Reproduce all entries precisely as they are written.

— start Provided records —

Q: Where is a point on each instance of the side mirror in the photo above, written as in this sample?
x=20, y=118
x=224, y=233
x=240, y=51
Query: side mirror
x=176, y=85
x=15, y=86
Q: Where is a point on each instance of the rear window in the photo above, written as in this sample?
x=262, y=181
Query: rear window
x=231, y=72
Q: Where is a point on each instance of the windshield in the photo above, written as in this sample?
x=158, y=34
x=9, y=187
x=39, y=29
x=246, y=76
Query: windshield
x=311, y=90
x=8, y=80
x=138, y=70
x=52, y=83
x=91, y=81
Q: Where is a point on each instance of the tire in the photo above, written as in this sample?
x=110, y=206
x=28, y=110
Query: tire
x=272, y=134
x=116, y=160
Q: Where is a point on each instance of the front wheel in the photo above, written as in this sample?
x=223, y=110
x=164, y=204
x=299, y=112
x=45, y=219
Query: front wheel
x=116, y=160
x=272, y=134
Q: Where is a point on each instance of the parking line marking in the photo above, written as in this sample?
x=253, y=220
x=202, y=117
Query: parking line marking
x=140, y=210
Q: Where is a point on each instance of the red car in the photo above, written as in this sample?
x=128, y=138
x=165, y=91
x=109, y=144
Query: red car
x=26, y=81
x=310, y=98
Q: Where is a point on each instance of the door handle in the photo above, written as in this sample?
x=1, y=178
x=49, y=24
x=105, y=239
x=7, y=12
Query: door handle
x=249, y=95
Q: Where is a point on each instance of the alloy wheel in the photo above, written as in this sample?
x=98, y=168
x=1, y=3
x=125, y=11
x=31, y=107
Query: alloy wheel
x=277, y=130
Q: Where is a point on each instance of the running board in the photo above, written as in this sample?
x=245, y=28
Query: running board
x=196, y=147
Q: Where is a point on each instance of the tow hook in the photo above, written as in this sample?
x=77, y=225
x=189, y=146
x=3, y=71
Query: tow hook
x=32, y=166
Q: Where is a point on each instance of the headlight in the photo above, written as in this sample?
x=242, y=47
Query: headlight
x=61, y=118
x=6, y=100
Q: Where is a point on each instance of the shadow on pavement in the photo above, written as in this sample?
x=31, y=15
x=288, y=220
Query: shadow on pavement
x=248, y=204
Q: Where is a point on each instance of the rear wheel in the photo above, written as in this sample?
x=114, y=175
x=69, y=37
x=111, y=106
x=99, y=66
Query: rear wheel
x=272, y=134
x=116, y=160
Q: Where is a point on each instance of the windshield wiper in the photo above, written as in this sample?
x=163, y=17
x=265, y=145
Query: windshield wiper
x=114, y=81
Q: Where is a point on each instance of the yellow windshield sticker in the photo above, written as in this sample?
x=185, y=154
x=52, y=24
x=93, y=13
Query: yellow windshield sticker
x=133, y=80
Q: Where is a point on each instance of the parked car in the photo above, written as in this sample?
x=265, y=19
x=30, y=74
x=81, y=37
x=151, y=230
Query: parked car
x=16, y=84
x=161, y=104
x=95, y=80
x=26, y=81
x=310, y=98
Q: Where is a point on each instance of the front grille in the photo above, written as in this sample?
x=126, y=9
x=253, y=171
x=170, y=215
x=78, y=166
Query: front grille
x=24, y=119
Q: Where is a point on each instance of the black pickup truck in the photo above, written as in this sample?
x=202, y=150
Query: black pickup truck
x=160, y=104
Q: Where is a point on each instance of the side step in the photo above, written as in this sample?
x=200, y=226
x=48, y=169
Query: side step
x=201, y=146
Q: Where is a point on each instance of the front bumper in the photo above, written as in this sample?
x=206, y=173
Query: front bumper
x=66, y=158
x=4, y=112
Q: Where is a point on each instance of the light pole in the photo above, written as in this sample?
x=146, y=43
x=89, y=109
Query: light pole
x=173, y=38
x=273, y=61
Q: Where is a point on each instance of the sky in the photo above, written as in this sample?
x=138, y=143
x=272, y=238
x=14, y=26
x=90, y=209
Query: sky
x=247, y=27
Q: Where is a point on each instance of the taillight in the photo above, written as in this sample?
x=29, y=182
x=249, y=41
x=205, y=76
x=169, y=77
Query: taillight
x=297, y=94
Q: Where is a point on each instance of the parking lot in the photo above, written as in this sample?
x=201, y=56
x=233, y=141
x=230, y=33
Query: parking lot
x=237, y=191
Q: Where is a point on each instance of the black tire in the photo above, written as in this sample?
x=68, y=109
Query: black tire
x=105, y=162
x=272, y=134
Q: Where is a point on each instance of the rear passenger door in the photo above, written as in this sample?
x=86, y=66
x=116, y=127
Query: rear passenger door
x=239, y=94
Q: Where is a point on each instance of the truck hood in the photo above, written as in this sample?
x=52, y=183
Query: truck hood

— end Provided records —

■ Result of the exercise ■
Q: Where is a point on each instance of the side mirror in the photo above, written as in this sample?
x=20, y=118
x=224, y=233
x=240, y=51
Query: side mirror
x=176, y=85
x=15, y=86
Q: Where is a point on each instance of the rear window in the photo above, written as in this sample?
x=262, y=181
Query: rear window
x=231, y=72
Q: Where is a point on each instance of the windshield in the photo above, written as in this sample?
x=158, y=34
x=9, y=187
x=39, y=29
x=246, y=76
Query: windshield
x=311, y=90
x=8, y=80
x=138, y=70
x=52, y=83
x=91, y=81
Q: Where is a point on each instance of the tire in the photo above, written as in this sample?
x=110, y=206
x=28, y=110
Query: tire
x=272, y=134
x=116, y=160
Q: Where is a point on each instance of the front wheel in the photo above, written as in this sample?
x=223, y=110
x=164, y=204
x=299, y=112
x=45, y=219
Query: front wheel
x=116, y=160
x=272, y=134
Q: Where is a point on each instance of the parking line marking in the photo above, written as in this sample?
x=253, y=220
x=202, y=117
Query: parking line marking
x=140, y=210
Q: Where is a point on each instance of the red car in the photo above, written as in this sample?
x=128, y=138
x=165, y=91
x=109, y=144
Query: red car
x=26, y=81
x=310, y=98
Q: Where is a point on each instance of the door handle in the photo above, written as in this sample?
x=1, y=178
x=49, y=24
x=105, y=239
x=7, y=12
Query: door handle
x=249, y=95
Q: Where is a point on each instance of the alloy wheel in the photo above, written as in this sample?
x=98, y=168
x=1, y=3
x=125, y=11
x=31, y=107
Query: alloy wheel
x=277, y=130
Q: Where is a point on each instance of the running board in the photo above, written as in this sample?
x=245, y=28
Query: running board
x=196, y=147
Q: Where is a point on each instance of the tow hook in the photo above, written as in this sample?
x=77, y=225
x=189, y=146
x=3, y=71
Query: tow hook
x=32, y=166
Q: Where is a point on each instance of the headlight in the photo above, written as in this sample?
x=242, y=47
Query: headlight
x=61, y=118
x=6, y=100
Q: Where is a point on each instance of the shadow on pavement in the photo above, written as in this sample?
x=31, y=15
x=288, y=220
Query: shadow on pavement
x=248, y=204
Q: Where is a point on each instance of the rear wheel in the photo above, written as in this sample?
x=114, y=175
x=69, y=37
x=111, y=106
x=99, y=66
Query: rear wheel
x=272, y=134
x=116, y=160
Q: Where is a point on each instance of the windshield wiper in the photo above, written as in this sample?
x=163, y=17
x=265, y=145
Query: windshield wiper
x=114, y=81
Q: Where is a point on each instance of the yellow windshield sticker in the photo above, written as in this sample?
x=185, y=154
x=52, y=24
x=93, y=13
Query: yellow windshield sticker
x=133, y=80
Q: Where is a point on each instance of the parked car in the photo above, written as in this sample?
x=265, y=19
x=30, y=74
x=81, y=37
x=151, y=230
Query: parked car
x=16, y=84
x=161, y=104
x=95, y=80
x=26, y=81
x=310, y=98
Q: Where is a point on each instance of the front grille in the photo above, written as in this sample?
x=126, y=9
x=253, y=171
x=170, y=215
x=78, y=166
Query: front grille
x=24, y=119
Q: Where is a point on each instance of the black pickup truck in the photo above, written as in this sample?
x=202, y=150
Query: black pickup truck
x=160, y=104
Q: Where is a point on each instance of the side step in the photo above, written as in this sample?
x=200, y=226
x=48, y=169
Query: side step
x=201, y=146
Q: Where is a point on each instance of the front bumper in the photo above, written as in this sample?
x=206, y=173
Query: front bumper
x=66, y=158
x=4, y=112
Q: Where is a point on each instance of the light pole in the photo above, written as in this sample?
x=146, y=43
x=89, y=109
Query: light pole
x=173, y=38
x=273, y=61
Q: Where is a point on each instance of the sky in the photo above, written as in this sample?
x=138, y=143
x=272, y=238
x=14, y=26
x=90, y=209
Query: sky
x=247, y=27
Q: Where is a point on each instance of the taillight in the photo above, written as in this sample?
x=29, y=182
x=249, y=41
x=205, y=76
x=169, y=77
Query: taillight
x=297, y=94
Q: Where is a point on each instance of the parking lot in the photo above, written as in this sample?
x=201, y=56
x=233, y=141
x=230, y=33
Query: parking lot
x=237, y=191
Q: Where is a point on each instance of the black tire in the photo above, written as in this sample?
x=68, y=109
Query: black tire
x=105, y=162
x=272, y=134
Q: Where is a point on each instance of the rear passenger door in the photo above, written as in this sample?
x=86, y=66
x=116, y=127
Query: rear passenger door
x=239, y=94
Q: Where is a point on each instance of the truck hood in the photo above, written as in this sample?
x=52, y=183
Query: truck hood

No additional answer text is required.